┏━━

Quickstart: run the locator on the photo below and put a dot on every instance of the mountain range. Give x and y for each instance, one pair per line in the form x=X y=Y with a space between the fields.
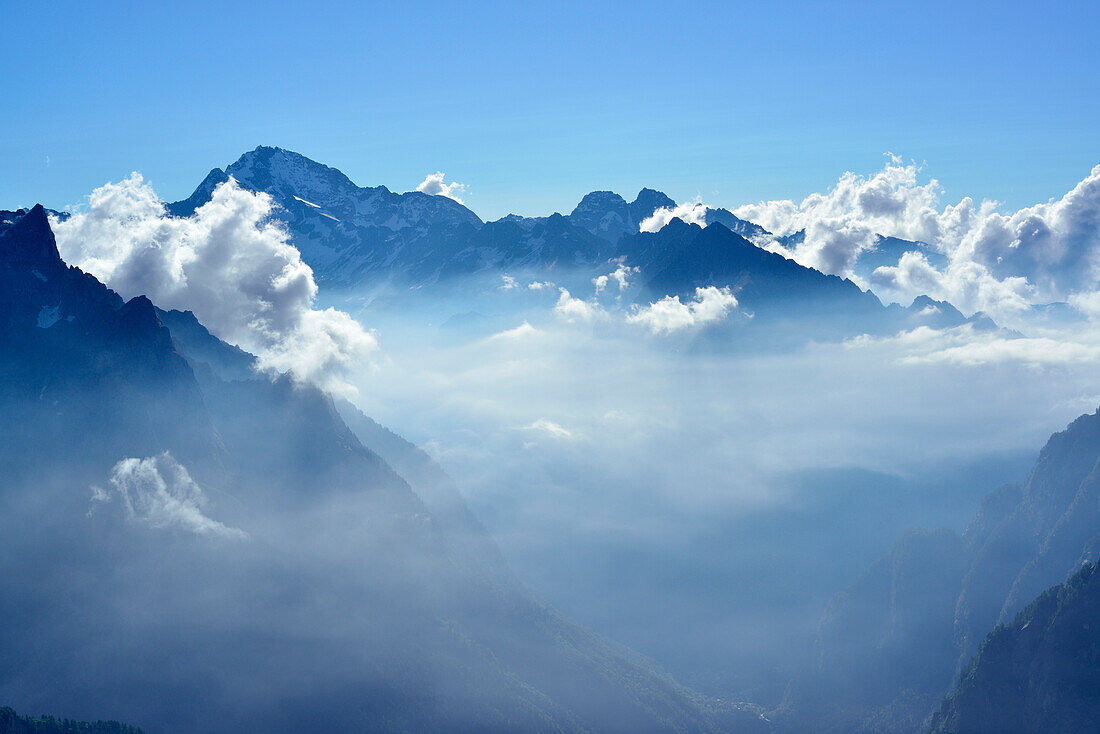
x=354 y=237
x=194 y=546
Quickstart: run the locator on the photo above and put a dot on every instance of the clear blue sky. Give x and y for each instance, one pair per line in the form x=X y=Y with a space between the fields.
x=532 y=107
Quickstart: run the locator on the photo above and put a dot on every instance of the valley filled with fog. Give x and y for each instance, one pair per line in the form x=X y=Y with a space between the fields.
x=726 y=477
x=672 y=493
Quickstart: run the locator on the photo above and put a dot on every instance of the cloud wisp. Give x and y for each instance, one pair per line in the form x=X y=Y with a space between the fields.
x=668 y=315
x=158 y=492
x=231 y=263
x=435 y=185
x=690 y=212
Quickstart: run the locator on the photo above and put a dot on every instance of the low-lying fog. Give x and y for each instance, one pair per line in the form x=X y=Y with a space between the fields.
x=700 y=504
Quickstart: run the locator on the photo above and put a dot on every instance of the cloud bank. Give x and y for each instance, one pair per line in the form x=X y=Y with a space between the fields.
x=998 y=262
x=230 y=263
x=158 y=492
x=435 y=186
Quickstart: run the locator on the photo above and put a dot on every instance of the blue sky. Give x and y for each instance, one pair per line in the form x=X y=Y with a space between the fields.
x=534 y=107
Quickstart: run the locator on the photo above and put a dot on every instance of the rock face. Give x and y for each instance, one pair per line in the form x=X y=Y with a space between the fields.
x=354 y=237
x=189 y=546
x=891 y=645
x=1038 y=674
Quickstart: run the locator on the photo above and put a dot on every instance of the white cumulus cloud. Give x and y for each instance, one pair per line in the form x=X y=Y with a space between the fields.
x=433 y=184
x=230 y=263
x=574 y=309
x=710 y=305
x=997 y=262
x=620 y=275
x=158 y=492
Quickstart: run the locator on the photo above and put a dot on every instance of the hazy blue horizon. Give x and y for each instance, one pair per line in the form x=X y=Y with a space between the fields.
x=532 y=108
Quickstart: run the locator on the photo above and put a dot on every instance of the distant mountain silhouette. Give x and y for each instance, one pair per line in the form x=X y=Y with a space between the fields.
x=394 y=613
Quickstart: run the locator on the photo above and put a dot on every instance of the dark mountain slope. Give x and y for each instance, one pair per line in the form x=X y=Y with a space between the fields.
x=890 y=647
x=1038 y=674
x=244 y=562
x=12 y=723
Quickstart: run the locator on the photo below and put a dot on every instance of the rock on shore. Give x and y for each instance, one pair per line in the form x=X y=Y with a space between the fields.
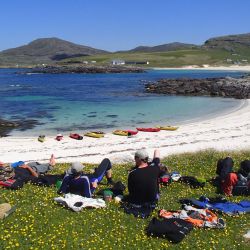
x=86 y=69
x=7 y=126
x=238 y=88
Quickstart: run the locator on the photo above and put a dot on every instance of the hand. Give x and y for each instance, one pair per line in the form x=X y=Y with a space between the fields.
x=94 y=184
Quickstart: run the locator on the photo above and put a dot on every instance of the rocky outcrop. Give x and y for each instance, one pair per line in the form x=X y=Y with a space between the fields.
x=226 y=87
x=7 y=126
x=86 y=69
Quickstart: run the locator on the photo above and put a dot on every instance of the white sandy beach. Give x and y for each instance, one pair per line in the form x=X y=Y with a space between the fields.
x=226 y=132
x=245 y=68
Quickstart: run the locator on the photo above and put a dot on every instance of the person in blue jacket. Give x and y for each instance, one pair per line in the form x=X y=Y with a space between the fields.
x=76 y=182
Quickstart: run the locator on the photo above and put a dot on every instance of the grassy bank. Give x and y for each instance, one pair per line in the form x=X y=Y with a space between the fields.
x=178 y=58
x=39 y=223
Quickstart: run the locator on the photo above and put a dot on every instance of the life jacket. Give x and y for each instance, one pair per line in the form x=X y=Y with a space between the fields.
x=242 y=186
x=6 y=172
x=224 y=167
x=198 y=217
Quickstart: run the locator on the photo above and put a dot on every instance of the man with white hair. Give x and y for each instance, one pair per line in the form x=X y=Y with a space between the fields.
x=143 y=179
x=76 y=182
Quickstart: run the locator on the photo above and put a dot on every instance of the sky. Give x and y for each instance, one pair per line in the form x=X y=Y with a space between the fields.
x=121 y=24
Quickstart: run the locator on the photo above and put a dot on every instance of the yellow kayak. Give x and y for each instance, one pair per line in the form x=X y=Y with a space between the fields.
x=171 y=128
x=94 y=135
x=120 y=132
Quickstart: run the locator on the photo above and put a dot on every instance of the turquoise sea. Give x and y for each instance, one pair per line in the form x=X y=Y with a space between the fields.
x=82 y=102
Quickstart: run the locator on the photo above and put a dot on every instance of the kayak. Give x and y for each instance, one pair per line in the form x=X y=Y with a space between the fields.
x=171 y=128
x=98 y=132
x=75 y=136
x=131 y=132
x=125 y=132
x=41 y=138
x=120 y=132
x=149 y=129
x=94 y=134
x=59 y=137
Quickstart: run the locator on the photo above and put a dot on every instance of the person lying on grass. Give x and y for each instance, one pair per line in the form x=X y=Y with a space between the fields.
x=15 y=175
x=233 y=183
x=143 y=184
x=76 y=182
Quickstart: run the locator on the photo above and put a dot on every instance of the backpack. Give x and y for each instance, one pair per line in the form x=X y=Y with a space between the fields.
x=193 y=182
x=224 y=167
x=242 y=187
x=165 y=179
x=173 y=229
x=6 y=172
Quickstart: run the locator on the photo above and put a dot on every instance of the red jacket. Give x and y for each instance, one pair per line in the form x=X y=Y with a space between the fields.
x=230 y=181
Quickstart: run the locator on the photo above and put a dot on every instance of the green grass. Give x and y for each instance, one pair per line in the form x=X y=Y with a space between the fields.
x=40 y=223
x=176 y=58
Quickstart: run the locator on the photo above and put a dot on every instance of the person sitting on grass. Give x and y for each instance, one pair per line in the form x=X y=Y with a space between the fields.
x=143 y=184
x=15 y=175
x=233 y=183
x=76 y=182
x=37 y=168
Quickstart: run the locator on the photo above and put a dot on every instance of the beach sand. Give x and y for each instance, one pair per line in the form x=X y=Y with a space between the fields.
x=245 y=68
x=229 y=131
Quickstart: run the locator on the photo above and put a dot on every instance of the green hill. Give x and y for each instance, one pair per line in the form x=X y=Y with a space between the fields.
x=226 y=50
x=45 y=50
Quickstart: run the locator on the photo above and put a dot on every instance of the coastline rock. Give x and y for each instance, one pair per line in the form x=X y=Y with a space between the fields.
x=238 y=88
x=22 y=125
x=85 y=69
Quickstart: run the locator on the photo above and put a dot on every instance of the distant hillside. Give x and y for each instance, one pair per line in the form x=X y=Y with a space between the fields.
x=164 y=47
x=233 y=43
x=45 y=50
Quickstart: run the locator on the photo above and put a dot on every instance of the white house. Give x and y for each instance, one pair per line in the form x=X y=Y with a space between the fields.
x=118 y=62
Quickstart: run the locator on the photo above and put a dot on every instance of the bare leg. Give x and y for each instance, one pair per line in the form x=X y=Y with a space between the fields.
x=52 y=160
x=109 y=174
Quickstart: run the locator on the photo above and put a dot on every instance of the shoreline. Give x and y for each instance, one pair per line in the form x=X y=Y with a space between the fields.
x=230 y=131
x=208 y=67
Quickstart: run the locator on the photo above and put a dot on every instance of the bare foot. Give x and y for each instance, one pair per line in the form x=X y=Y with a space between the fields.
x=52 y=160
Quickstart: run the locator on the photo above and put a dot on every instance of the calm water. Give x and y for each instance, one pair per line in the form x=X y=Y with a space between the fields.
x=80 y=102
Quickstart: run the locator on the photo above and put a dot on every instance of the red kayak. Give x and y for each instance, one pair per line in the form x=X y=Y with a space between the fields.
x=149 y=129
x=76 y=136
x=59 y=137
x=131 y=132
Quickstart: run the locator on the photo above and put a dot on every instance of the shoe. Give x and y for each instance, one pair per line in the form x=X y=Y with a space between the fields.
x=247 y=235
x=110 y=182
x=41 y=138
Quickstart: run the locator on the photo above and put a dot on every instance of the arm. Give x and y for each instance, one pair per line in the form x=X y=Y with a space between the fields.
x=33 y=173
x=65 y=184
x=156 y=154
x=86 y=187
x=229 y=183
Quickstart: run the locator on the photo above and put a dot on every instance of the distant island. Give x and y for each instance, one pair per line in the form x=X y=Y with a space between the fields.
x=219 y=51
x=238 y=88
x=83 y=69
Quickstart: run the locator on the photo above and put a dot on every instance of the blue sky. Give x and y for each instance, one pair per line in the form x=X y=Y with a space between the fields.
x=120 y=25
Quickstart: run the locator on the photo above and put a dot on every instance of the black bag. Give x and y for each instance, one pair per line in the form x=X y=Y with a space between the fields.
x=173 y=229
x=118 y=188
x=140 y=211
x=242 y=187
x=192 y=181
x=224 y=167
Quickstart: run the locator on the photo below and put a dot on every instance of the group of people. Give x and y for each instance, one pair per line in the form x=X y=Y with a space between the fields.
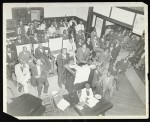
x=100 y=52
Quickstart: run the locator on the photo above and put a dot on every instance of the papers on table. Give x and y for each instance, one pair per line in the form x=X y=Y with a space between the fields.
x=91 y=102
x=82 y=74
x=63 y=104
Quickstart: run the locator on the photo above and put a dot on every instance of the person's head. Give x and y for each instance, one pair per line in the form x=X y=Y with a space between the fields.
x=64 y=32
x=40 y=45
x=35 y=34
x=65 y=19
x=84 y=46
x=19 y=37
x=24 y=48
x=70 y=40
x=108 y=74
x=52 y=25
x=81 y=22
x=8 y=50
x=38 y=62
x=64 y=51
x=87 y=86
x=94 y=37
x=21 y=61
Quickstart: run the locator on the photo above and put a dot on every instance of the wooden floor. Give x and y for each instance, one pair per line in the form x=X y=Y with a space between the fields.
x=126 y=101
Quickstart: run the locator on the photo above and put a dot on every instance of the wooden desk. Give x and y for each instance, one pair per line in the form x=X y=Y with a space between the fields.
x=26 y=105
x=100 y=108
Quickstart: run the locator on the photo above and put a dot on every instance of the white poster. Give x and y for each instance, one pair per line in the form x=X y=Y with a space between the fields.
x=98 y=26
x=138 y=27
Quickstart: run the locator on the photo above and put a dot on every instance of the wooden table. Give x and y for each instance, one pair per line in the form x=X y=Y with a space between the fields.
x=100 y=108
x=26 y=105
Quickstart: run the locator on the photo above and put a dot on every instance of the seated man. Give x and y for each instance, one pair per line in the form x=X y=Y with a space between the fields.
x=22 y=74
x=64 y=35
x=11 y=61
x=83 y=54
x=96 y=44
x=81 y=36
x=39 y=77
x=19 y=41
x=26 y=56
x=95 y=83
x=46 y=59
x=86 y=93
x=51 y=30
x=62 y=60
x=107 y=81
x=80 y=27
x=71 y=48
x=35 y=39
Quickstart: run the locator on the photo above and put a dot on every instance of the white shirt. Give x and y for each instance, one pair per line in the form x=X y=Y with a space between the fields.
x=38 y=69
x=52 y=30
x=43 y=26
x=9 y=54
x=79 y=27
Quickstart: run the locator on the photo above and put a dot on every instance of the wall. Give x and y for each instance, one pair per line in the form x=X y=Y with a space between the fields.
x=52 y=11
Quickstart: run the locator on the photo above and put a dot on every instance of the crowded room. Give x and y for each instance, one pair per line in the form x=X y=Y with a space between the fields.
x=74 y=60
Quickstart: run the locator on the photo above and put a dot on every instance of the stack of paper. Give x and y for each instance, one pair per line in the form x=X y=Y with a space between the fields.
x=92 y=102
x=63 y=104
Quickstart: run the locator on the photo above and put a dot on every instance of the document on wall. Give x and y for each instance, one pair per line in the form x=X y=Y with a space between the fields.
x=92 y=102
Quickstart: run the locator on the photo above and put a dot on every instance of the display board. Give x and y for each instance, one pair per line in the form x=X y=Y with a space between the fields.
x=20 y=48
x=98 y=26
x=55 y=44
x=138 y=26
x=103 y=10
x=122 y=15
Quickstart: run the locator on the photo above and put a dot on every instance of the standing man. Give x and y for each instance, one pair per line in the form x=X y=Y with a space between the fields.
x=83 y=54
x=26 y=56
x=39 y=77
x=22 y=74
x=62 y=60
x=40 y=53
x=107 y=81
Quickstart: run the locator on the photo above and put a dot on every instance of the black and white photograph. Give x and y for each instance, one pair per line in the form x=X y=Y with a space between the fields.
x=75 y=60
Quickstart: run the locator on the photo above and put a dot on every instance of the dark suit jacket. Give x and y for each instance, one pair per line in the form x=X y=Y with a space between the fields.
x=36 y=41
x=39 y=54
x=34 y=71
x=13 y=58
x=82 y=56
x=61 y=62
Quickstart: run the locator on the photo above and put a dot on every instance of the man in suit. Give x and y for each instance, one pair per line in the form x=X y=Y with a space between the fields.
x=80 y=35
x=22 y=74
x=65 y=35
x=39 y=77
x=71 y=48
x=83 y=54
x=115 y=51
x=19 y=41
x=11 y=61
x=62 y=60
x=26 y=56
x=96 y=44
x=86 y=93
x=36 y=39
x=47 y=59
x=107 y=81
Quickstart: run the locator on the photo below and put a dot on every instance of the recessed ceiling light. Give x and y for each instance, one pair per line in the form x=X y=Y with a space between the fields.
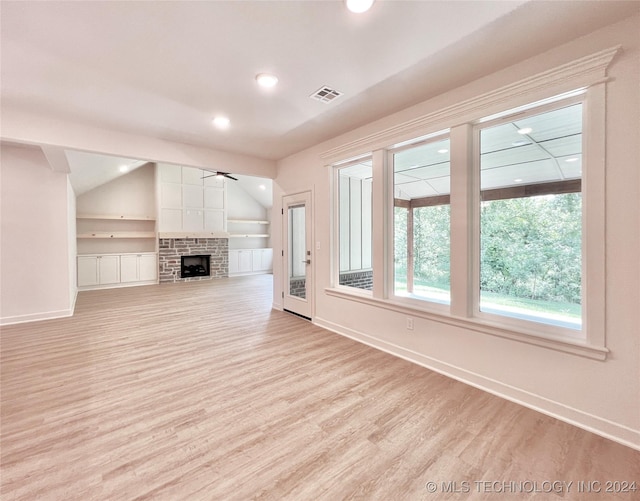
x=359 y=6
x=221 y=122
x=266 y=80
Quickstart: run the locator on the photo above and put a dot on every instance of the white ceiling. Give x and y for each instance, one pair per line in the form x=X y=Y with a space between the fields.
x=164 y=69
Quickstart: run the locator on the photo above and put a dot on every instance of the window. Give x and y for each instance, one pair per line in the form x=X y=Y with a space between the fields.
x=531 y=217
x=355 y=225
x=421 y=232
x=490 y=213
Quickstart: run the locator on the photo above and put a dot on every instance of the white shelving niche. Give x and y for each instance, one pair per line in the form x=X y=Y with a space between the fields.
x=248 y=251
x=116 y=250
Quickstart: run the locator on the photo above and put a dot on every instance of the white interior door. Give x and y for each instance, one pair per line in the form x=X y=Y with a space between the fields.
x=298 y=286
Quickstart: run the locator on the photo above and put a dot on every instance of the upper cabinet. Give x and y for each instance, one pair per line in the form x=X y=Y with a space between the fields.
x=190 y=202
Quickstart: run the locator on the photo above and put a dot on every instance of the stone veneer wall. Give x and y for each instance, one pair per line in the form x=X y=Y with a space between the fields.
x=171 y=249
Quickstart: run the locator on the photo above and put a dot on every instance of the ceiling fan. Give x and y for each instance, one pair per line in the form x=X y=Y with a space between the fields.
x=220 y=175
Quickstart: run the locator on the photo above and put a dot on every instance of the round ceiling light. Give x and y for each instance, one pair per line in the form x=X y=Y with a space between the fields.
x=359 y=6
x=221 y=122
x=266 y=80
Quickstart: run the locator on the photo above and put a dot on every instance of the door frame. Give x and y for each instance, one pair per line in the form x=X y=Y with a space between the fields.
x=304 y=308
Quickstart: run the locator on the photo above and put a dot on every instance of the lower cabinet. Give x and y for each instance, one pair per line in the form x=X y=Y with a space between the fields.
x=138 y=268
x=113 y=270
x=250 y=261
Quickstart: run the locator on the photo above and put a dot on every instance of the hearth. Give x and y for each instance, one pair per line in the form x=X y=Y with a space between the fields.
x=195 y=266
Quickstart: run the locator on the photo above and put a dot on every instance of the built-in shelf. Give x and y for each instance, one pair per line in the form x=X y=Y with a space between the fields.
x=119 y=234
x=248 y=221
x=118 y=217
x=193 y=234
x=247 y=235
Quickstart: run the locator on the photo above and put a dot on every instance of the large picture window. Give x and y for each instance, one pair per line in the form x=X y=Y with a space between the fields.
x=531 y=217
x=422 y=221
x=487 y=216
x=355 y=225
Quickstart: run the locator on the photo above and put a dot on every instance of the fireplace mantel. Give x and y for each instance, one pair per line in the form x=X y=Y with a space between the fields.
x=172 y=249
x=194 y=234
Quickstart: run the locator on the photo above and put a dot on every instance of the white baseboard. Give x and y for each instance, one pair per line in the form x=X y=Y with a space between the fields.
x=589 y=422
x=36 y=317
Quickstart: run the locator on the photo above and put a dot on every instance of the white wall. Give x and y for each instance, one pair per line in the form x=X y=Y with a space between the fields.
x=132 y=194
x=241 y=205
x=34 y=227
x=603 y=396
x=72 y=247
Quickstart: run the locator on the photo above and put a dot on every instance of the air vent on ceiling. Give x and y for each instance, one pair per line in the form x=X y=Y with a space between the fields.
x=325 y=94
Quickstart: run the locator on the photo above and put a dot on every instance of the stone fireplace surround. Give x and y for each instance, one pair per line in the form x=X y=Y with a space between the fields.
x=171 y=249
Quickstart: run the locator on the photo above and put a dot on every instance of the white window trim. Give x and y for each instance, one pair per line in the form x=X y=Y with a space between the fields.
x=335 y=223
x=588 y=192
x=586 y=73
x=414 y=301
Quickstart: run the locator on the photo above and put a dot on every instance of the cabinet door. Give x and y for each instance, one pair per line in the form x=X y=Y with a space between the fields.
x=192 y=220
x=87 y=270
x=170 y=220
x=213 y=198
x=244 y=261
x=256 y=260
x=192 y=196
x=147 y=267
x=170 y=173
x=234 y=265
x=129 y=268
x=171 y=195
x=214 y=220
x=109 y=269
x=267 y=259
x=192 y=175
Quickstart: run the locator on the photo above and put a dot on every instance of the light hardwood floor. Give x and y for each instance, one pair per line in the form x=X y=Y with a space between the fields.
x=199 y=391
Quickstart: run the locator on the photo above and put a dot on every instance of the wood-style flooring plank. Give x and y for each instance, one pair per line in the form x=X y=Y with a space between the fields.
x=200 y=391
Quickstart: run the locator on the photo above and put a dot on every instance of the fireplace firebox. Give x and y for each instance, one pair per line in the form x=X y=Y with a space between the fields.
x=195 y=266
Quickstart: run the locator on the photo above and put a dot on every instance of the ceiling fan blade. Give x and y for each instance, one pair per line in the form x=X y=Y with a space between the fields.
x=220 y=173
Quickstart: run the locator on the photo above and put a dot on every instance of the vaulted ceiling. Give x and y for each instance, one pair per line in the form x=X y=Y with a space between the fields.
x=165 y=69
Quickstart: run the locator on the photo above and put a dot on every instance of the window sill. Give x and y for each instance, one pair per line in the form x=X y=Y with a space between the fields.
x=566 y=345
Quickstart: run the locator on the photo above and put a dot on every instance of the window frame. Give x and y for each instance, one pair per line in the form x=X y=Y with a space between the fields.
x=586 y=75
x=336 y=239
x=410 y=300
x=544 y=328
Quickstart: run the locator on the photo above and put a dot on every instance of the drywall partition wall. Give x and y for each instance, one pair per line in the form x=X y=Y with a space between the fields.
x=132 y=194
x=242 y=206
x=602 y=396
x=72 y=248
x=34 y=227
x=31 y=128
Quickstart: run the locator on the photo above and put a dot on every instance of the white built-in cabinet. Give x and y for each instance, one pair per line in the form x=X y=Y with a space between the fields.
x=116 y=250
x=191 y=200
x=250 y=261
x=98 y=270
x=117 y=270
x=138 y=268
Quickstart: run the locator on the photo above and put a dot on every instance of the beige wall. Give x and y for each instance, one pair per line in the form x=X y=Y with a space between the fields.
x=600 y=395
x=35 y=258
x=132 y=194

┗━━

THE EXERCISE: Please repeat the lines between the one holding "of the rocky" and the one holding "x=198 y=217", inclusive, reproducing each one without any change.

FINISHED ANSWER:
Quickstart: run the locator on the photo above and put a dot on every instance of the rocky outcrop. Give x and y for each instance, one pair per line in the form x=X y=Y with a space between the fields.
x=226 y=87
x=7 y=126
x=86 y=69
Quickstart: run the locator on the photo above and put a dot on every instance of the white sandy beach. Give x and y for each instance, one pair per line in the form x=X y=Y with a space between the fields.
x=226 y=132
x=245 y=68
Quickstart: run the locator on the photo above and put a dot on every instance of the person in blue jacket. Give x and y for each instance, one pair per line in the form x=X y=Y with a space between the fields.
x=76 y=182
Quickstart: run the locator on the photo above and put a dot on every instance of the grassy bank. Give x and y for each instance, one pair per line in the form x=X y=Y with a space between the fields.
x=178 y=58
x=39 y=223
Quickstart: run the locator on the photo above and put a dot on every instance of the life jacket. Give x and y for each instance, one pair per line in the form x=X y=Y with a space between the fields.
x=242 y=186
x=6 y=172
x=224 y=167
x=198 y=217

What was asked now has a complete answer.